▸ Problem requirements
Copy out the cliff-jumping story below word for word, from its title to its last line.

Taking the Leap

I can’t do this.

I stand on the edge of the cliff, looking down to the water. Wow, this is so high. Just standing here makes me dizzy. I can’t do this.

My sister waves at me from below, where she’s treading water. She’s already jumped and she jumped from the next highest section of the cliff. I wipe my sweating palms on my shorts. She’s fearless.

I, on the other hand, am afraid of heights. I take a couple of  deep breaths. Each second that passes, makes it that much harder to take the next step. It’s not that I’m afraid of falling really. I love roller coasters, the more intense the better, but on a roller coaster you’re strapped in. This isn’t controlled. I’m not strapped in. This is freedom. This is terrifying.

This is what you came here to do, I argue with myself. You wanted to do this, plus you’re going to be really embarrassed if you jump from the low end. I stop looking down and instead look straight ahead. The flat surface of the water glistens in the mid-afternoon sunlight. Further out a lime green boat zips across the water pulling an inner tube behind it. Focusing out instead of down helps, a little. I clench my fists. I can do this, just one step, one little step.

I jump.


I’m falling and I’m falling longer than what I thought I would be. I scream but it’s not from terror. This feeling, it’s amazing. I make sure my body stays straight right before I hit the water. It stings a little but I think my adrenaline has kicked in. When I surface my sister is right there.

“It was worth it, right?” She says with a grin.

I wipe the water from my face and laugh. “Totally worth it.”

Sometimes editing my book feels like I’m jumping off of that cliff all over again.

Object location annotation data
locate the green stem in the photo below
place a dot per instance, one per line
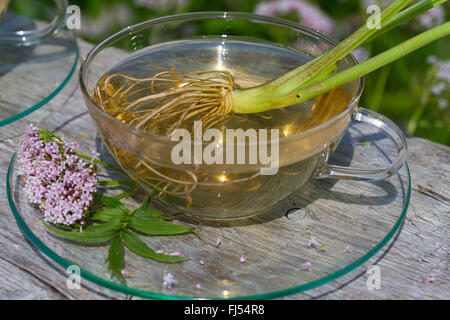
(105, 164)
(380, 86)
(406, 15)
(319, 67)
(359, 70)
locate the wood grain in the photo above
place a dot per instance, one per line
(26, 274)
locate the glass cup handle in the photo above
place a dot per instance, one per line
(392, 131)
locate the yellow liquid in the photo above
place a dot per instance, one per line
(221, 191)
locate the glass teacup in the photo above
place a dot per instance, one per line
(230, 190)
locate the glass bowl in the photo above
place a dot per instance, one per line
(228, 191)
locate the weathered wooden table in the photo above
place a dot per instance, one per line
(25, 273)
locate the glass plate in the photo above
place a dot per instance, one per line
(32, 75)
(352, 220)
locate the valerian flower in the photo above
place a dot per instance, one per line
(308, 14)
(56, 178)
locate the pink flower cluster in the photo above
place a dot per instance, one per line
(59, 181)
(308, 14)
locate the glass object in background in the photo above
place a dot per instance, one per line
(37, 57)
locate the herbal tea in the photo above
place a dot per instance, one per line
(219, 190)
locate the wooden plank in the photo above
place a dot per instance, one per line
(401, 271)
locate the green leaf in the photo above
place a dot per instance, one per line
(115, 256)
(111, 202)
(108, 214)
(145, 204)
(92, 234)
(156, 227)
(140, 248)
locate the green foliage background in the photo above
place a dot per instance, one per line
(401, 91)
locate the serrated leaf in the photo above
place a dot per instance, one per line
(115, 256)
(92, 234)
(145, 204)
(108, 214)
(157, 227)
(111, 202)
(140, 248)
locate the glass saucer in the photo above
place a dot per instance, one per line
(32, 73)
(266, 256)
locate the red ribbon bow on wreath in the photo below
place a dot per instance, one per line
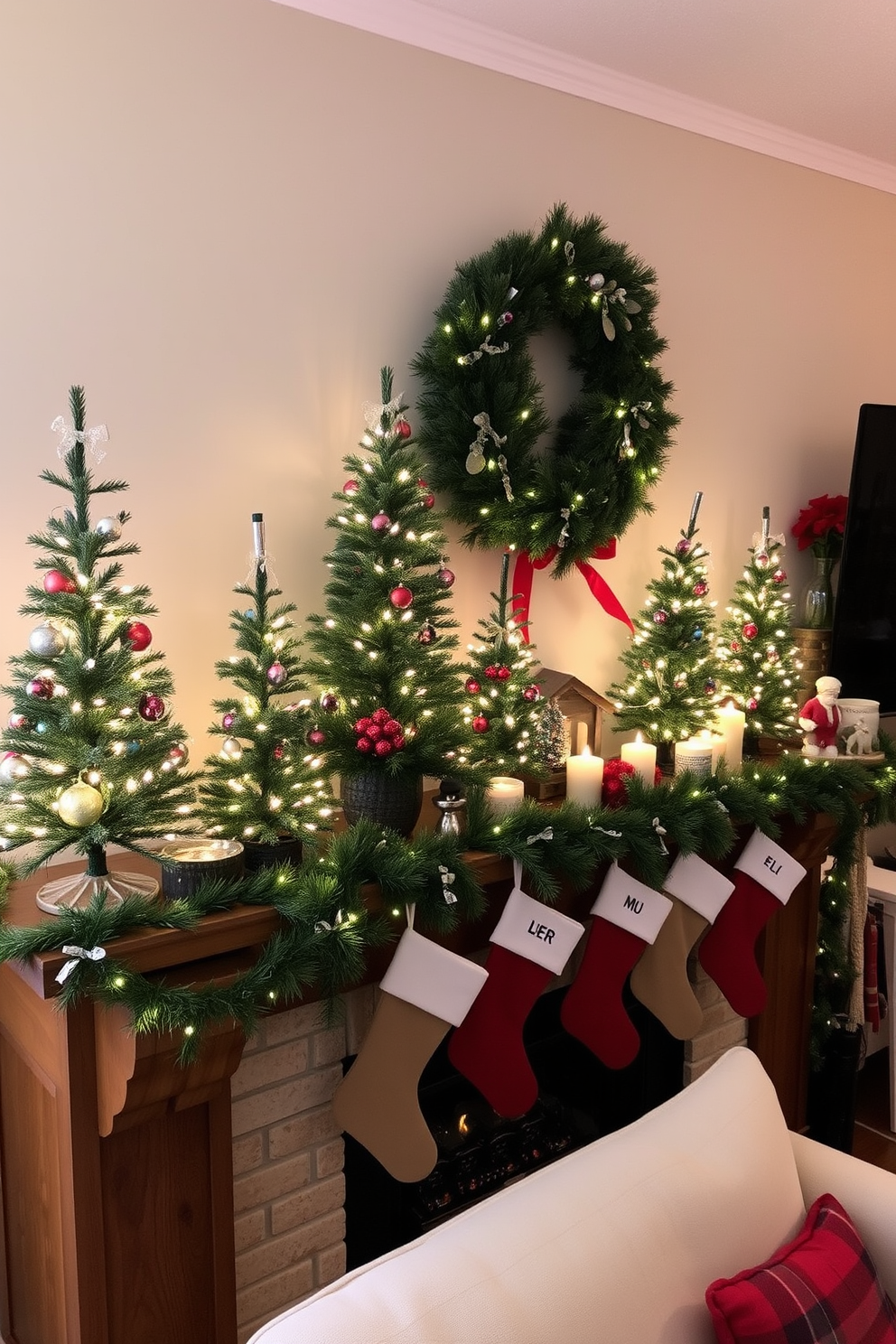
(524, 573)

▸ Answer for the task
Taking the Leap

I can’t do this.

I stand on the edge of the cliff, looking down to the water. Wow, this is so high. Just standing here makes me dizzy. I can’t do this.

My sister waves at me from below, where she’s treading water. She’s already jumped and she jumped from the next highest section of the cliff. I wipe my sweating palms on my shorts. She’s fearless.

I, on the other hand, am afraid of heights. I take a couple of  deep breaths. Each second that passes, makes it that much harder to take the next step. It’s not that I’m afraid of falling really. I love roller coasters, the more intense the better, but on a roller coaster you’re strapped in. This isn’t controlled. I’m not strapped in. This is freedom. This is terrifying.

This is what you came here to do, I argue with myself. You wanted to do this, plus you’re going to be really embarrassed if you jump from the low end. I stop looking down and instead look straight ahead. The flat surface of the water glistens in the mid-afternoon sunlight. Further out a lime green boat zips across the water pulling an inner tube behind it. Focusing out instead of down helps, a little. I clench my fists. I can do this, just one step, one little step.

I jump.


I’m falling and I’m falling longer than what I thought I would be. I scream but it’s not from terror. This feeling, it’s amazing. I make sure my body stays straight right before I hit the water. It stings a little but I think my adrenaline has kicked in. When I surface my sister is right there.

“It was worth it, right?” She says with a grin.

I wipe the water from my face and laugh. “Totally worth it.”

Sometimes editing my book feels like I’m jumping off of that cliff all over again.